* **Exercise details**
According to the text on genetic engineering in Oceania, since what year has genetically modified cotton been grown commercially in New South Wales and Queensland?

This article discusses topics relating to genetic engineering within Oceania. Currently New Zealand and Australia require labeling so consumers can exercise choice between foods that have genetically modified, conventional, or organic origins.

Australia
Genetic engineering in Australia was originally (since 1987) overseen by the Genetic Manipulation Advisory Committee, before the Office of the Gene Technology Regulator (OGTR) and Food Standards Australia New Zealand took over in 2001.  The OTGR is a Commonwealth Government Authority within the Department of Health and Ageing and reports directly to Parliament through a Ministerial Council on Gene Technology and has legislative powers. It was established as part of the Gene Technology Act 2003 and operates according to the Gene Technology Regulations 2001. The OGTR reports directly to Parliament through a Ministerial Council on Gene Technology and has legislative powers.
The OGTR decides on license applications for the release of all genetically modified organisms, while regulation is provided by the Therapeutic Goods Administration for GM medicines or Food Standards Australia New Zealand for GM food. The individual state governments are then able to assess the impact of release on markets and trade and apply further legislation to control approved genetically modified products.

Genetically modified cotton, canola, and carnations are grown in Australia. Genetically modified cotton has been grown commercially in New South Wales and Queensland since 1996. GM canola was approved in 2003 and was first grown in 2008 and was first approved in Western Australia in 2010.

In 2011 genetically modified plants were grown in all states except South Australia and Tasmania, who have extended their moratoriums until 2019 and 2014. The Queensland and Northern Territory Governments have not implemented any further legislation beyond the national level, but several other states placed bans on planting certain GM crops. In 2007 the New South Wales government extended a blanket moratorium on GM food crops until 2011, but allowed groups to apply for exemptions. New South Wales approved GM Canola for commercial cultivation in 2008, while the Victorian government let the moratorium on GM Canola expire in 2007. Western Australia passed the Genetically Modified Crops Free Areas Act in 2003 and was declared a GM free area in 2004. In 2008 an exception was made for the commercial cultivation of GM cotton in the Ord River Irrigation Areas. Trials of GM canola were carried out in 2003 and in 2010 the Western Australian government allowed the commercialisation of GM canola.

New Zealand

Genetic engineering is a contentious issue in New Zealand.  no genetically modified food was grown in New Zealand, and no medicines containing live genetically modified organisms have been approved for use. However, medicines manufactured using genetically modified organisms that do not contain live organisms have been approved for sale, and imported foods with genetically modified components are sold. Food Standards Australia New Zealand (FSANZ) must approve any food produced from GM crops, or made using genetically engineered enzymes, before it can be marketed in Australia or New Zealand. FSANZ makes a list of such approvals available on its website.

* **Record excerpts**
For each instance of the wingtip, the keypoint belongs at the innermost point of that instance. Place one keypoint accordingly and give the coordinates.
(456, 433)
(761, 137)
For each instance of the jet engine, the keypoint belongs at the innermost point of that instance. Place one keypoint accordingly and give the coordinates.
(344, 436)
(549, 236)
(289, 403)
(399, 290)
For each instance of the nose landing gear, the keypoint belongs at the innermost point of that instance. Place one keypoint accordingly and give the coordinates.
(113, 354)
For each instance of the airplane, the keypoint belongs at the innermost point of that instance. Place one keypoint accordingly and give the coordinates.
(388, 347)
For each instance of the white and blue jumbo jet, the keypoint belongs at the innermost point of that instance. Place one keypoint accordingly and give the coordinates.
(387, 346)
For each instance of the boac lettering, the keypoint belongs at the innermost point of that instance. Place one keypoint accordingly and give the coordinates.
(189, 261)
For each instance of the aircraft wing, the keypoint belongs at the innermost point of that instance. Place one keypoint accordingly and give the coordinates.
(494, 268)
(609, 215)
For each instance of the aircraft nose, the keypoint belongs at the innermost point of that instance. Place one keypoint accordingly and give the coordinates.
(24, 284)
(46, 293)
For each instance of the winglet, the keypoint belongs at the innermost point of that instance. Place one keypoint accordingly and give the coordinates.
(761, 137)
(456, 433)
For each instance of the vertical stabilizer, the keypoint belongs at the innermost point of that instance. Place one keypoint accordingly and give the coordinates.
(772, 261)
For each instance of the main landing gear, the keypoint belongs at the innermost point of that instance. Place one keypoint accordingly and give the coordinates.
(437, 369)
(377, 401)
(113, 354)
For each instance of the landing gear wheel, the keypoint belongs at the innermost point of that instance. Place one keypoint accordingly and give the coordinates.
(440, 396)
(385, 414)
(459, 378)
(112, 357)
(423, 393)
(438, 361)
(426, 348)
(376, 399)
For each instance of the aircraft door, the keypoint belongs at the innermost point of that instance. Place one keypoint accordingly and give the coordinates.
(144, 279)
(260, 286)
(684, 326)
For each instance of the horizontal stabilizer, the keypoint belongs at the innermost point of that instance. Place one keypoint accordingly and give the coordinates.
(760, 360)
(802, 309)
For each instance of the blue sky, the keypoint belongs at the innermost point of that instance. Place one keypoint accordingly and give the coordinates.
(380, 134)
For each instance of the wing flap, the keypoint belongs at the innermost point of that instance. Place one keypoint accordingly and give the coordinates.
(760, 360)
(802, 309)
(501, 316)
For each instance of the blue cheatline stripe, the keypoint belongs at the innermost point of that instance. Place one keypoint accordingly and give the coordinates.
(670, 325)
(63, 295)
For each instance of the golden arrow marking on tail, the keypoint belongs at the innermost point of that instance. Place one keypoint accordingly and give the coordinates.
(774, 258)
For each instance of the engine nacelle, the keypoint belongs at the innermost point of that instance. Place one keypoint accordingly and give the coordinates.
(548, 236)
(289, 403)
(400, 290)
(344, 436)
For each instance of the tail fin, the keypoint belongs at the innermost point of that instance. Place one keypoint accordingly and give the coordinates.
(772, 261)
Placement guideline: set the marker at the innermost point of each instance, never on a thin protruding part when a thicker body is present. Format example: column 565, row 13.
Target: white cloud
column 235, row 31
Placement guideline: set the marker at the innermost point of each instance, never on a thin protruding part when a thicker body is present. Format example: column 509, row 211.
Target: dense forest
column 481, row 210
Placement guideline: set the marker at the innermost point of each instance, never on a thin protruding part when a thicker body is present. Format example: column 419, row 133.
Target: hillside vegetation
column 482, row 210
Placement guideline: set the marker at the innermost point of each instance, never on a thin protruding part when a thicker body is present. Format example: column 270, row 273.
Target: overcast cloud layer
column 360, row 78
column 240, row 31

* **Written answer**
Since 1996.